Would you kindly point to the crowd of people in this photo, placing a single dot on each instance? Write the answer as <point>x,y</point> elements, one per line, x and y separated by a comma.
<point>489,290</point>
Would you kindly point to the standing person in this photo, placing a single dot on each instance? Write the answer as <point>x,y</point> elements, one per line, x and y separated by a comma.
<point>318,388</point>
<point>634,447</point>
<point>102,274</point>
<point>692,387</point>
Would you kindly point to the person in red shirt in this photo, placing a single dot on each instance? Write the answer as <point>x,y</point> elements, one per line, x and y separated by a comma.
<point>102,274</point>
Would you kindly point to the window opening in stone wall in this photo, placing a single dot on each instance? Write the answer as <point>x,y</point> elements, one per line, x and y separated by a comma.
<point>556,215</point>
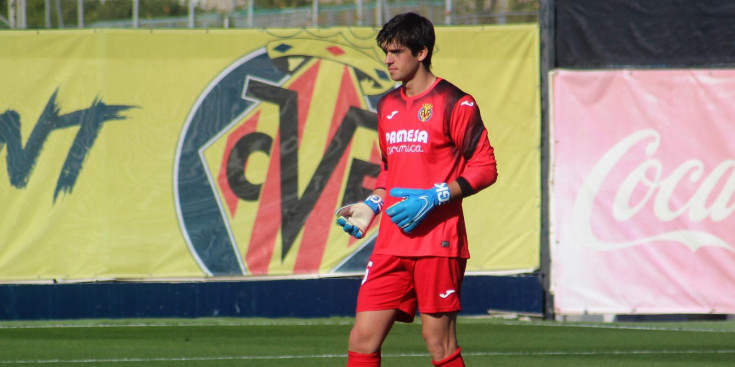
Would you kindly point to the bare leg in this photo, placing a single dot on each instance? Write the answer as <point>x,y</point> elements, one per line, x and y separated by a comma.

***

▶ [EXERCISE GOAL]:
Revise the entries above by changing every "dot" to "mark" and keeping everything else the same. Leave the pictures out.

▶ [FINAL RESULT]:
Would you kindly point to the crowd of people in this photo, placing a single mark on each instance? Write the answer as <point>x,y</point> elements, one per line, x and y separated by a comma.
<point>489,290</point>
Would you kindly point to the standing person in this photo, placing a single mark on each instance? Write the answer as <point>x,y</point> elements, one per line, x and y separated by a comma.
<point>318,388</point>
<point>634,447</point>
<point>102,274</point>
<point>692,387</point>
Would you kindly point to the person in red shirt in this photo, placing a single mark on each instance? Write the answer as <point>x,y</point> elements, one per line, x and y separated by a comma.
<point>102,274</point>
Would you kindly point to the window opening in stone wall in this photo, placing a single mark on each instance? Write the answer as <point>x,y</point> elements, one per line, x and y separated by a comma.
<point>556,215</point>
Would you kindly point to the bare leg in this photo, placing a single mark on each instance? Write the answer as <point>x,y</point> elements, one per line, x and y separated by a comma.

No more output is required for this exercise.